In defense of Sunnyslope, Arizona
The first time I saw Sunnyslope was in 1989, when I had just moved back to Phoenix from Los Angeles. And I was shocked by the amazing mountain views, and just how, uh, less-than-fashionable the neighborhood was. This puzzled me, as anywhere in Southern California with a mountain view is premium property, with gates and fine-trimmed lawns.
While I was working for the marketing department of Bank One in the early 90s, I found an old map of the Phoenix area which had identified the Sunnyslope area as "blighted". That's a word that isn't used anymore, but really, the term applied to what I saw in Sunnyslope.
My girlfriend lived adjacent to Sunnyslope, near the Pointe, and I would often drive through Sunnyslope and look at it. In the early '90s there were still a lot of the tiny little cabins that hardly seemed big enough for dogs to live in, let alone human beings. And of course there were a lot of people wandering around, possibly from one of the half-way houses, or maybe just because Sunnyslope had a lot of people wandering around, usually pushing shopping carts.
OK, I don't want to go into more detail, you get the picture. I was told to never stop at the Circle K there, even during the day, so of course I did. I didn't ever actually see chalk-marks around where bodies had fallen, but the area had that feel.
My research on that area surprised me - it had originally been a place filled with tents, going back to the 1800s, and since it was north of the Arizona Canal, there was no irrigation water. And without water, desert land is cheap. So south of the canal land was expensive, and north of it, no one wanted to invest in it. And over the years, even after Sunnyslope had water, and had become a part of the city of Phoenix, the stigma lingered. It wasn't a place for, ahem, "polite society".
If you're following me here, polite society turned their back. But Sunnyslope never did. It had started as a welcoming place for people who weren't welcomed elsewhere, and it continued that way. It was a place for hospitals, and places where people could recover. Not fancy spas, or resorts, but places where someone with "slender means" could have a chance.
Nowadays, of course, gentrification is chipping away at Sunnyslope, and soon its reputation as a welcoming place will be just a memory. Gates will be built, and HOA rules applied. And for people who like that kind of place, it will be wonderful. For the rest of the people, they'll just have to move on.
Image at the top of this post: Ad for Steve's Furniture and Appliances in the 1950s, 9th Street and Hatcher, Sunnyslope, Arizona.

### LISTED RECORDS

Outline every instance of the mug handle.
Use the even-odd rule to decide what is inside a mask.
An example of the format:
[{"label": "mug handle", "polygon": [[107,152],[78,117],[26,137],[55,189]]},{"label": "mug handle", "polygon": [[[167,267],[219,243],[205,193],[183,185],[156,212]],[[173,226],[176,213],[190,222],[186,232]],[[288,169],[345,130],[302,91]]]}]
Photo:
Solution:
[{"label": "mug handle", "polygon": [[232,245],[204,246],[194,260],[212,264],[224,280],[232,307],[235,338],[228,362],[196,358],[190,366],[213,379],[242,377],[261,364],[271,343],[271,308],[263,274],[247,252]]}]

### ACTIVITIES
a) In the piece on Sunnyslope, why was land north of the Arizona Canal so cheap in the early days?
b) From the Sunnyslope piece, reproduce the stretch from "If you're following" through "have a chance.".

### ANSWERS FOR THE EXERCISE
a) Land north of the Arizona Canal had no irrigation water, and desert land without water is cheap. So no one wanted to invest north of the canal, while land south of it was expensive.

b)
If you're following me here, polite society turned their back. But Sunnyslope never did. It had started as a welcoming place for people who weren't welcomed elsewhere, and it continued that way. It was a place for hospitals, and places where people could recover. Not fancy spas, or resorts, but places where someone with "slender means" could have a chance.